The problem
Write out every line of the data below word for word, without changing anything.

Entries taken from a collection

>> start

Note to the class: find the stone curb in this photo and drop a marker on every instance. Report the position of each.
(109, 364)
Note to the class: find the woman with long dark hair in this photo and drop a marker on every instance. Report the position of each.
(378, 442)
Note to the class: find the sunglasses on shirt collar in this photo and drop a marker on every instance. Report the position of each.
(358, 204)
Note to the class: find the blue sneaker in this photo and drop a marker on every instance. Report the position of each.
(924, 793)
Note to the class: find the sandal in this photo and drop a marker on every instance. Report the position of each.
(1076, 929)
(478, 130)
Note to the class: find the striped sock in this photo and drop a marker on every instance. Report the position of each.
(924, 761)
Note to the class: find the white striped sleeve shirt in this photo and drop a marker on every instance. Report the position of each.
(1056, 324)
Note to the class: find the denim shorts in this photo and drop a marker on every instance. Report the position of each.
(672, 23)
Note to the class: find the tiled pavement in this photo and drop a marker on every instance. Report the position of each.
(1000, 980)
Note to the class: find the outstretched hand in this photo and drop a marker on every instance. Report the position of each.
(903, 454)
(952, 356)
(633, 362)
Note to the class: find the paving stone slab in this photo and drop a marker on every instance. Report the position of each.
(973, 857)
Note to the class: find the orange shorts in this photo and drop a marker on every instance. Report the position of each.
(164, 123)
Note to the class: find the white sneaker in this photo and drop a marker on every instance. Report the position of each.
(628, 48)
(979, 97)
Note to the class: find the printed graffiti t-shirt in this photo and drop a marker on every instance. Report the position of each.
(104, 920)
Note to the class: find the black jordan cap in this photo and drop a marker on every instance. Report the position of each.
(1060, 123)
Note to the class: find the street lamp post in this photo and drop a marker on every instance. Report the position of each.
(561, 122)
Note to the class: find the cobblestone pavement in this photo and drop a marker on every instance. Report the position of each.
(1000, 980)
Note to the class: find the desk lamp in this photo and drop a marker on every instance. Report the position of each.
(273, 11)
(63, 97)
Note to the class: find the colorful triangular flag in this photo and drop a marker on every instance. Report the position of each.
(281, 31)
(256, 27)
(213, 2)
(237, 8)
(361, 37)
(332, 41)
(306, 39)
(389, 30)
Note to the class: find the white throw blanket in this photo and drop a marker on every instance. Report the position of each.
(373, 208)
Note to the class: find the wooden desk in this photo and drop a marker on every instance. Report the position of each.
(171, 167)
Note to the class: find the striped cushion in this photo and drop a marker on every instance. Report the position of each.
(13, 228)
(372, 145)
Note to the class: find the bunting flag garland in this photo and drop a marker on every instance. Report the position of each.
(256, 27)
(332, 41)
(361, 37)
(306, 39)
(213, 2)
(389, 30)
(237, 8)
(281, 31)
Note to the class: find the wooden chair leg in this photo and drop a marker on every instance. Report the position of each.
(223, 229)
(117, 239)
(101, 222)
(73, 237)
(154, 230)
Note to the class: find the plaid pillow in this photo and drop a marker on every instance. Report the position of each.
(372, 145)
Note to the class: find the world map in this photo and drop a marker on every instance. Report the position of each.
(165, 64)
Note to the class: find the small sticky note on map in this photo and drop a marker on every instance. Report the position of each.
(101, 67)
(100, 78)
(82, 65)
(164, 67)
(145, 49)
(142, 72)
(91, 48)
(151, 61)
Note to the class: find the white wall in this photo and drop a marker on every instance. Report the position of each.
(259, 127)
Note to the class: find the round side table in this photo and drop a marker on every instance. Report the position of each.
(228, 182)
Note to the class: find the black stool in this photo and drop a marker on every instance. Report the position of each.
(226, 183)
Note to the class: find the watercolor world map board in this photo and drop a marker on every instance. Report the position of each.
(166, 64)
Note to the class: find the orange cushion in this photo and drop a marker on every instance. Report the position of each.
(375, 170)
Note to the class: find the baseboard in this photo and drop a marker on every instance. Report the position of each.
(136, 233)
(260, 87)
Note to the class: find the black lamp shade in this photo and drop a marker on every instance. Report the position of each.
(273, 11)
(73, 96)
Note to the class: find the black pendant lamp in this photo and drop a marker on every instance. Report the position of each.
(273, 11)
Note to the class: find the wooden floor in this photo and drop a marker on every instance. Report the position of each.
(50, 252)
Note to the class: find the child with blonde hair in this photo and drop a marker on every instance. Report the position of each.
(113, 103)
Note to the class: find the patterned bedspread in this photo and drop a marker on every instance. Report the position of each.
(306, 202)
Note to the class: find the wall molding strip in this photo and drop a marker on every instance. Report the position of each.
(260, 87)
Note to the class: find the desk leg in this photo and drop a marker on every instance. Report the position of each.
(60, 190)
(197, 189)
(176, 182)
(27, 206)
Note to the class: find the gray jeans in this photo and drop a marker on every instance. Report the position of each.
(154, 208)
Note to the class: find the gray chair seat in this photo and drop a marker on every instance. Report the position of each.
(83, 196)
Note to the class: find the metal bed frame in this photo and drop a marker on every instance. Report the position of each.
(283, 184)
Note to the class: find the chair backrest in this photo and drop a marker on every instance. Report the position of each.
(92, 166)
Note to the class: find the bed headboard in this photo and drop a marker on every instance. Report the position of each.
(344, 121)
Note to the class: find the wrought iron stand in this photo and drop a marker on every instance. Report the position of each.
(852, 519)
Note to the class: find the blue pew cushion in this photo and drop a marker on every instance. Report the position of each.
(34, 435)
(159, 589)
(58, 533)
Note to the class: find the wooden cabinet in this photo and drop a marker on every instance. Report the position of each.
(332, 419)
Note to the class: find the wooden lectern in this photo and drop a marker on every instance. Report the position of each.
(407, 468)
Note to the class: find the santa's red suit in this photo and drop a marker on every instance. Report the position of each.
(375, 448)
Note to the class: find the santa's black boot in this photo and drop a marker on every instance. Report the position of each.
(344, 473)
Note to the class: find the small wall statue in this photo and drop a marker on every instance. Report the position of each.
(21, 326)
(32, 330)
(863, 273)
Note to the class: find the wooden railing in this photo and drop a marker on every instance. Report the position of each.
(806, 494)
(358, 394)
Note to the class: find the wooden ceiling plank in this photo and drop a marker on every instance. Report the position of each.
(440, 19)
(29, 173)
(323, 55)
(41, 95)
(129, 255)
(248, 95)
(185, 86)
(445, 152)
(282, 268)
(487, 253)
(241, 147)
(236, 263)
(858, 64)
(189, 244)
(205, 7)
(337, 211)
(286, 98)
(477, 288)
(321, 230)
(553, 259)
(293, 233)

>> end

Task response
Note to the class: find the stone curb in this photo and drop a marker on every instance. Report the position of each.
(109, 364)
Note to the class: find the woman with long dark hair in this photo and drop a marker on every instance. Report the position of each.
(378, 442)
Note to the class: find the sunglasses on shirt collar in this photo and drop a marker on every instance. Report the position of each.
(358, 204)
Note to the class: find the blue sneaker in this photo and drop a marker on every instance. Report the position of each.
(924, 793)
Note to the class: find the sandal in this photo and drop a marker on every instance. Report the position of each.
(1076, 929)
(478, 130)
Note to the class: find the striped sock in this photo and drop a marker on every instance. Report the position of each.
(924, 761)
Note to the class: find the white striped sleeve shirt in this photo and drop a marker on every instance. Report the position of each.
(1056, 324)
Note to the class: find the denim shorts in this photo and drop a marker on every instance. Report the position of each.
(672, 23)
Note to the class: find the tiled pavement in this photo and drop a marker on every instance. Report the position of each.
(1000, 980)
Note to the class: find the outstretched hand in this photo and drop a marker on every instance. Report the position of each.
(903, 454)
(952, 356)
(633, 362)
Note to the class: find the paving stone slab in this photo and drop a marker on every instance. Report the position of each.
(973, 857)
Note to the class: find the orange shorts in this photo and drop a marker on every instance. Report the position of each.
(164, 123)
Note to the class: find the white sneaker in this photo and drop a marker on every instance. Report the position of each.
(628, 48)
(979, 97)
Note to the class: find the printed graffiti t-shirt in this photo and drop a marker on every instance. Report the position of each.
(104, 920)
Note to the class: find the black jordan cap in this photo and drop a marker on every instance. Report the position of each.
(1060, 123)
Note to the class: find the street lamp post in this photo and drop a marker on every instance. Report the position of each.
(561, 122)
Note to the class: find the cobblestone pavement in this photo and drop a marker on every instance. Report the position of each.
(1000, 980)
Note to the class: find the desk lamp in this photo and drop a marker on every instance. Report the position of each.
(273, 11)
(63, 97)
Note to the class: find the colorful triangular flag in this photo and drop a marker on every instance. Report the position of each.
(281, 31)
(256, 27)
(213, 2)
(237, 8)
(361, 37)
(332, 41)
(306, 39)
(389, 30)
Note to the class: find the white throw blanket in this photo and drop a marker on every instance. Report the position of each.
(373, 208)
Note to the class: find the wooden desk in this photo and drop a marker on every instance. Report the position of each.
(171, 167)
Note to the class: find the striped cushion in this photo and drop a marker on every instance. Report the position of each.
(13, 228)
(372, 145)
Note to the class: find the bunting flag garland in this photo and drop a marker on every instance. Report the position of each.
(256, 27)
(332, 41)
(361, 37)
(306, 39)
(213, 2)
(389, 30)
(237, 8)
(281, 31)
Note to the class: find the wooden chair leg in this photo and drop a marker on every instance. Report the position of each.
(223, 229)
(117, 239)
(101, 222)
(73, 237)
(154, 230)
Note to the class: find the plaid pillow in this photo and drop a marker on every instance. Report the position of each.
(372, 145)
Note to the class: find the world map in this photo and drop a marker on every instance. Report the position of each.
(165, 64)
Note to the class: find the small sticky note on map in this photo and drop a marker on every instance. Report the position of each.
(101, 67)
(100, 78)
(82, 65)
(164, 67)
(145, 49)
(142, 72)
(91, 48)
(151, 61)
Note to the class: find the white wall in this photo and drop a marker on every instance. Report the position of each.
(259, 127)
Note to the class: find the round side table in this photo and drop a marker on every instance. Report the position of each.
(228, 182)
Note to the class: find the black stool in this photo and drop a marker on every instance. Report the position of each.
(226, 183)
Note to the class: find the watercolor world map board in this photo and drop a marker on every instance. Report the position of each.
(166, 64)
Note to the class: find the orange cushion in this photo and drop a marker on every instance. Report the position of each.
(375, 170)
Note to the class: find the baseboard in this photo and drop a marker on every instance. Report the position of each.
(136, 233)
(260, 87)
Note to the class: find the black lamp shade in this photo and drop a marker on every instance. Report the position of each.
(273, 11)
(73, 96)
Note to the class: find the black pendant lamp in this photo and drop a marker on every instance. Report the position of each.
(273, 11)
Note to the class: find the wooden floor in this photo and drop a marker on every instance. Report the position of each.
(50, 252)
Note to the class: find the child with blonde hair in this photo and drop a marker on every instance. Report the position of each.
(113, 103)
Note to the class: find the patterned bedspread in this photo and drop a marker on every instance. Report the position of each.
(306, 202)
Note to the class: find the wall molding strip in this photo and drop a marker on every instance. Report the position of each.
(260, 87)
Note to the class: find the desk leg in this photo and drop a marker on every instance. Report the position of each.
(60, 190)
(197, 189)
(176, 182)
(27, 206)
Note to the class: find the gray jeans in this photo and drop a marker on every instance. Report the position of each.
(154, 208)
Note to the class: find the gray chair seat in this photo and drop a marker on every instance. Report the position of each.
(83, 196)
Note to the class: find the metal bed frame in this photo and drop a marker on every instance. Report the position of each.
(283, 184)
Note to the class: find the chair backrest in this photo and drop a marker on every instance. Report the position of each.
(92, 166)
Note to the class: find the bed headboard in this photo and drop a marker on every instance. Report the position of each.
(344, 121)
Note to the class: find the wrought iron stand in this photo and drop a marker on every instance. Report the position of each.
(852, 519)
Note to the class: find the blue pew cushion in this photo and drop a marker on every instance. Report the position of each.
(34, 435)
(159, 589)
(58, 533)
Note to the class: find the wooden cabinet in this photo and drop a marker on every instance. Report the position of each.
(332, 419)
Note to the class: find the wooden lectern in this photo and drop a marker on every instance. Report the position of each.
(407, 468)
Note to the class: find the santa's red suit in this photo and drop a marker on every instance. Report the position of each.
(375, 448)
Note to the class: find the santa's black boot in this photo and drop a marker on every instance. Report the position of each.
(344, 473)
Note to the class: find the small wall statue in this photo and drop a marker on every instance. Report the position of each.
(21, 326)
(32, 330)
(863, 273)
Note to the class: find the wooden railing in this photo and drop a marker on every instance. Report the position of each.
(806, 494)
(358, 394)
Note to the class: find the wooden ceiling plank in this photo and drop a marker on every instance. Report the position of each.
(440, 19)
(29, 173)
(323, 55)
(41, 95)
(129, 255)
(248, 95)
(185, 86)
(445, 152)
(282, 268)
(487, 253)
(241, 147)
(236, 263)
(858, 64)
(189, 244)
(205, 7)
(337, 211)
(286, 98)
(477, 288)
(321, 230)
(553, 259)
(293, 233)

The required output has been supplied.